What you need to do:
Every entry that follows needs to be repeated exactly.

Task input section start

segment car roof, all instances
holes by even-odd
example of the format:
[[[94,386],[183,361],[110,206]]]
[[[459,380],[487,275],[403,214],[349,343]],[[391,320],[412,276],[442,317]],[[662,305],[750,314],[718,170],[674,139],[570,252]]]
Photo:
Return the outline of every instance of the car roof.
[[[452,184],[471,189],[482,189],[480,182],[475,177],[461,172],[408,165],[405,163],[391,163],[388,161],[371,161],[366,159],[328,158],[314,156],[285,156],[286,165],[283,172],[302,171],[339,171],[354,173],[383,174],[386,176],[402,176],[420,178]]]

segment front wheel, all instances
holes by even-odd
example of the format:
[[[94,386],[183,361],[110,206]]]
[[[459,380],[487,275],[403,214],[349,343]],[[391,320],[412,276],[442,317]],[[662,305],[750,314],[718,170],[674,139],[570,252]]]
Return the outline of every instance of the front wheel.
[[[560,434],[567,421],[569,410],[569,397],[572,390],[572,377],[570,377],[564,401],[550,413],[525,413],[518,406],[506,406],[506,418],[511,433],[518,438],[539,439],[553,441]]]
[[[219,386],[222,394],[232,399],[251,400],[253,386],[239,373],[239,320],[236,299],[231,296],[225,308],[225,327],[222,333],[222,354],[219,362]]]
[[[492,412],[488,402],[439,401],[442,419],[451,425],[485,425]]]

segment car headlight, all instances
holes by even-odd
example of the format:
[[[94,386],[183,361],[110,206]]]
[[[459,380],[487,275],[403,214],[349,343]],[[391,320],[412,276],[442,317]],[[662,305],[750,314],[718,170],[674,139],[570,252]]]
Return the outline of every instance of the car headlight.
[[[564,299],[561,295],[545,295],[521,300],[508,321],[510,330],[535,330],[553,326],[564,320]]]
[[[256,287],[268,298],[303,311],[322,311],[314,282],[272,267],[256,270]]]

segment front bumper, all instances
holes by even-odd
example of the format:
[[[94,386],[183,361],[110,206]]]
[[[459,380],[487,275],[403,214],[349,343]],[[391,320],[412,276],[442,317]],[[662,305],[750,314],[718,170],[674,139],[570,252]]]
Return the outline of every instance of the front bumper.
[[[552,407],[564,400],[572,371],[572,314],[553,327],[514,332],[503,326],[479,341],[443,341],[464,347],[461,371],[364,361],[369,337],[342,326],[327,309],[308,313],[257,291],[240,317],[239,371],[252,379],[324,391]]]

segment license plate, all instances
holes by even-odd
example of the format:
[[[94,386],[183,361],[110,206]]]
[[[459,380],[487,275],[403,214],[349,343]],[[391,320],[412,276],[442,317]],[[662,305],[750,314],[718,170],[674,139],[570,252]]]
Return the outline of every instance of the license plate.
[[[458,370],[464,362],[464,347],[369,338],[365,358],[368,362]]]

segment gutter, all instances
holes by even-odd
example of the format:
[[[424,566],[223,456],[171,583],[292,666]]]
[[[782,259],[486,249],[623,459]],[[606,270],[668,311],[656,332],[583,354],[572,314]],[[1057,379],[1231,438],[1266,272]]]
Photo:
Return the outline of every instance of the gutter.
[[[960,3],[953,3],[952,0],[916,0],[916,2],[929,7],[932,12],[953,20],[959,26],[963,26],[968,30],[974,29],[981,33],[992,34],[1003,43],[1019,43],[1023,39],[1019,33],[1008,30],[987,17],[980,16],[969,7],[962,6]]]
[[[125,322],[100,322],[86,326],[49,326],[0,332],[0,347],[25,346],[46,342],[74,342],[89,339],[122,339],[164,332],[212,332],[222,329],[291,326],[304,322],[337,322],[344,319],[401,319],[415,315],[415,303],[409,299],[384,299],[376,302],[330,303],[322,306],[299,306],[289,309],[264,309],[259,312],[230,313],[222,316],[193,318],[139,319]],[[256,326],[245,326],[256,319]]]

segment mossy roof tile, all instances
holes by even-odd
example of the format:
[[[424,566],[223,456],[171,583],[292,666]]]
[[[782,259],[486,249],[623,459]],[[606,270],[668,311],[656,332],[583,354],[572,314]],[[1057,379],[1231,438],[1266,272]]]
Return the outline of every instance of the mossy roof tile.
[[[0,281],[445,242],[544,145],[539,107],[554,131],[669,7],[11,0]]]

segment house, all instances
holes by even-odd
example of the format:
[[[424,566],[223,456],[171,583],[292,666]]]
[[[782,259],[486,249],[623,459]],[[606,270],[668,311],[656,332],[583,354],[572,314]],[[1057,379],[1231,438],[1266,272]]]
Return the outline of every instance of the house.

Task input section end

Response:
segment car roof, all instances
holes by even-odd
example of the format:
[[[94,386],[183,361],[110,206]]]
[[[459,380],[487,275],[403,214],[349,343]],[[391,320],[412,276],[442,317]],[[662,305],[750,314],[718,170],[674,139],[570,252]]]
Photo:
Return the outline of every instance of the car roof.
[[[452,184],[471,189],[482,189],[480,182],[475,177],[461,172],[408,165],[405,163],[391,163],[388,161],[371,161],[366,159],[328,158],[314,156],[285,156],[286,165],[283,172],[302,171],[339,171],[354,173],[383,174],[386,176],[402,176],[420,178]]]

segment front wheel, all instances
holes by even-odd
example of the format:
[[[94,386],[183,361],[110,206]]]
[[[459,380],[487,275],[403,214],[349,343]],[[391,320],[412,276],[442,317]],[[662,305],[750,314],[718,170],[674,139],[570,252]]]
Return the outline of every instance of the front wheel.
[[[560,434],[567,421],[569,410],[569,397],[572,390],[572,377],[570,377],[564,401],[550,413],[525,413],[518,406],[506,406],[506,418],[511,433],[518,438],[539,439],[553,441]]]
[[[219,386],[222,394],[232,399],[251,400],[253,386],[239,373],[239,320],[236,299],[231,296],[225,308],[225,327],[222,333],[222,354],[219,362]]]
[[[492,412],[488,402],[439,401],[442,419],[451,425],[485,425]]]

segment car headlight, all instances
holes by even-odd
example of the format:
[[[94,386],[183,361],[110,206]]]
[[[459,380],[487,275],[403,214],[349,343]],[[391,320],[412,276],[442,317]],[[662,305],[750,314],[718,170],[674,139],[570,252]]]
Return the outline of every instance of the car headlight.
[[[564,299],[561,295],[545,295],[521,300],[508,321],[510,330],[535,330],[553,326],[564,320]]]
[[[256,287],[268,298],[303,311],[322,311],[314,282],[272,267],[256,270]]]

segment front bumper, all instances
holes by even-odd
example of the format:
[[[94,386],[183,361],[110,206]]]
[[[459,380],[487,275],[403,214],[349,343]],[[391,320],[412,276],[442,317]],[[662,305],[750,314],[718,170],[674,139],[570,252]]]
Return the outline of every instance of the front bumper.
[[[552,407],[564,400],[572,371],[572,314],[553,327],[514,332],[503,326],[479,341],[443,341],[464,347],[461,371],[364,361],[369,337],[342,326],[327,309],[308,313],[257,291],[240,317],[239,371],[252,379],[324,391]]]

segment license plate, all instances
holes by even-odd
example of the format:
[[[94,386],[183,361],[110,206]]]
[[[459,380],[487,275],[403,214],[349,343]],[[391,320],[412,276],[442,317]],[[662,305],[750,314],[718,170],[674,139],[570,252]]]
Return the outline of every instance of the license plate.
[[[458,370],[464,362],[464,347],[369,338],[365,358],[368,362]]]

segment gutter, all instances
holes by even-odd
example of the format:
[[[424,566],[223,456],[171,583],[292,666]]]
[[[782,259],[486,249],[623,459]],[[606,270],[668,311],[656,332],[583,354],[572,314]],[[1057,379],[1231,438],[1266,272]]]
Photo:
Return the outline of every instance of the gutter.
[[[960,3],[953,3],[952,0],[916,0],[916,2],[929,7],[932,12],[953,20],[959,26],[963,26],[968,30],[974,29],[981,33],[992,34],[1003,43],[1019,43],[1023,39],[1019,33],[1008,30],[987,17],[980,16],[969,7],[962,6]]]
[[[125,322],[100,322],[86,326],[49,326],[0,332],[0,347],[25,346],[46,342],[74,342],[89,339],[122,339],[164,332],[212,332],[222,329],[291,326],[304,322],[337,322],[344,319],[401,319],[415,315],[415,303],[409,299],[384,299],[376,302],[330,303],[322,306],[299,306],[289,309],[264,309],[259,312],[230,313],[222,316],[193,318],[139,319]],[[256,326],[245,326],[256,319]]]

segment mossy roof tile, all instances
holes by even-odd
example of the format:
[[[424,566],[223,456],[171,583],[292,666]]]
[[[782,259],[486,249],[623,459]],[[606,270],[668,311],[656,332],[583,354],[572,314]],[[1057,379],[1231,438],[1266,272]]]
Return the outline of every instance of the mossy roof tile.
[[[0,281],[445,242],[544,145],[539,107],[554,131],[669,7],[11,0]]]

segment house, all instances
holes by even-odd
example of the format:
[[[424,566],[223,456],[171,583],[292,666]]]
[[[782,259],[486,249],[623,459]],[[606,270],[668,311],[656,332],[583,354],[572,314]],[[1057,379],[1231,438],[1266,272]]]
Return the outline of every instance of the house.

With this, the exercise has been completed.